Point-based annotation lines
START

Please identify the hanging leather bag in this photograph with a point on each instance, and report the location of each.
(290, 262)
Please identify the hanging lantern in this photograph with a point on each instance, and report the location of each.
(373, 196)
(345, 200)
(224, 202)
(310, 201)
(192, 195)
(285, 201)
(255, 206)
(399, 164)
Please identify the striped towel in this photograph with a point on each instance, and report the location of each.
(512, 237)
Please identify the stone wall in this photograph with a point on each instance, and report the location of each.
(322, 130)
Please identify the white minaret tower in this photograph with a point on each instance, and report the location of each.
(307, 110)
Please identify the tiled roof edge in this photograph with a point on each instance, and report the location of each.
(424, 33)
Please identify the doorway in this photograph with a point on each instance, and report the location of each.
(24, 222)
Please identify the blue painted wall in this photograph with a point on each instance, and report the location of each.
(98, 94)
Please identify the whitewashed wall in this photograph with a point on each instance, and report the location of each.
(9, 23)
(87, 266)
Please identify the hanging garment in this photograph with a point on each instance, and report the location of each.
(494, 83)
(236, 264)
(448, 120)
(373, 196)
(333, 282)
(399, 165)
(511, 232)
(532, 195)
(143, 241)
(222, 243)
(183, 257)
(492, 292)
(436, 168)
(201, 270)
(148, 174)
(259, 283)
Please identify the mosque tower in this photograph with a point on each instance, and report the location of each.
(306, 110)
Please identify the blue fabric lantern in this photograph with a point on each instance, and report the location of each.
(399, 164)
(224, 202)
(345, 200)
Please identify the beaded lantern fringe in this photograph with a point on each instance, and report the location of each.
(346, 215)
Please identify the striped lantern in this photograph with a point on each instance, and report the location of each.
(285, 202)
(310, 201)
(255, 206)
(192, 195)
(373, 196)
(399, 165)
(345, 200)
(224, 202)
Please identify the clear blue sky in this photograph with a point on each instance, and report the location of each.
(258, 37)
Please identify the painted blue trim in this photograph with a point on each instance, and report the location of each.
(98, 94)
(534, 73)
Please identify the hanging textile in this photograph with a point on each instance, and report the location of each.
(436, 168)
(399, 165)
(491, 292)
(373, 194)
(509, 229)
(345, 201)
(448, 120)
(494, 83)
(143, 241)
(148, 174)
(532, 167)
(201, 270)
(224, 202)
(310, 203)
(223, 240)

END

Can you switch "stone wall" to "brick wall" throughout the lines above and give them back with nothing else changed?

- **RESULT OF THE EXERCISE**
Please identify the hanging leather bag in this photograph with a point on each instance, and report the location of each.
(290, 262)
Please identify the hanging lantern in this photograph with a point on each instance, and report the location of each.
(373, 196)
(345, 200)
(224, 202)
(310, 201)
(192, 195)
(285, 201)
(255, 206)
(399, 164)
Please identify the striped towel in this photograph with a point on each instance, and report the location of each.
(512, 237)
Please identify the brick wall in this photograph with a point on each instance, and report the location of each.
(322, 130)
Please identify the white minaret tower in this photograph with a point on each instance, and report the location of each.
(307, 110)
Please identify the tiled roof edge in this photograph with a point on each instance, and report the location of each.
(424, 33)
Please identify the doorway in this photograph with a point on each instance, and report the location of each.
(24, 222)
Please identify the blue painted wall in this photograph with a point on each instance, and report the location of each.
(98, 94)
Please identify the whitewashed wall in this photograph with a point on each instance, and report the location of each.
(9, 23)
(87, 266)
Please identify the hanging garment in this photograph with a point on each instance, and report the location of each.
(494, 83)
(236, 264)
(448, 120)
(373, 196)
(333, 282)
(399, 165)
(511, 232)
(532, 195)
(143, 241)
(222, 243)
(183, 257)
(492, 292)
(436, 168)
(201, 270)
(148, 174)
(259, 283)
Please identify the mosque tower in this photograph with a point on each instance, and report the location of each.
(306, 110)
Please identify the blue fabric lantern in this photograph with a point on each instance, and report the location of each.
(399, 164)
(224, 202)
(345, 200)
Please identify the beaded lantern fringe in this photograph with a point on each instance, and report the location of each.
(346, 215)
Please identify the striped lantern in this photograph with a point on each instance, and report the location of each.
(285, 202)
(310, 201)
(255, 206)
(192, 195)
(373, 196)
(399, 165)
(345, 200)
(224, 202)
Please identify the clear blue sky in this photograph with a point on each instance, and report the location of each.
(258, 37)
Please identify the painted blue trim in this photograph with a point on each instance, and report the location of each.
(98, 94)
(534, 73)
Please identify the hanging textile in this photograph with a point on each instance, and report the location of each.
(436, 168)
(399, 165)
(491, 292)
(373, 194)
(509, 229)
(345, 201)
(448, 120)
(494, 83)
(143, 241)
(148, 174)
(532, 167)
(201, 270)
(224, 202)
(310, 203)
(223, 240)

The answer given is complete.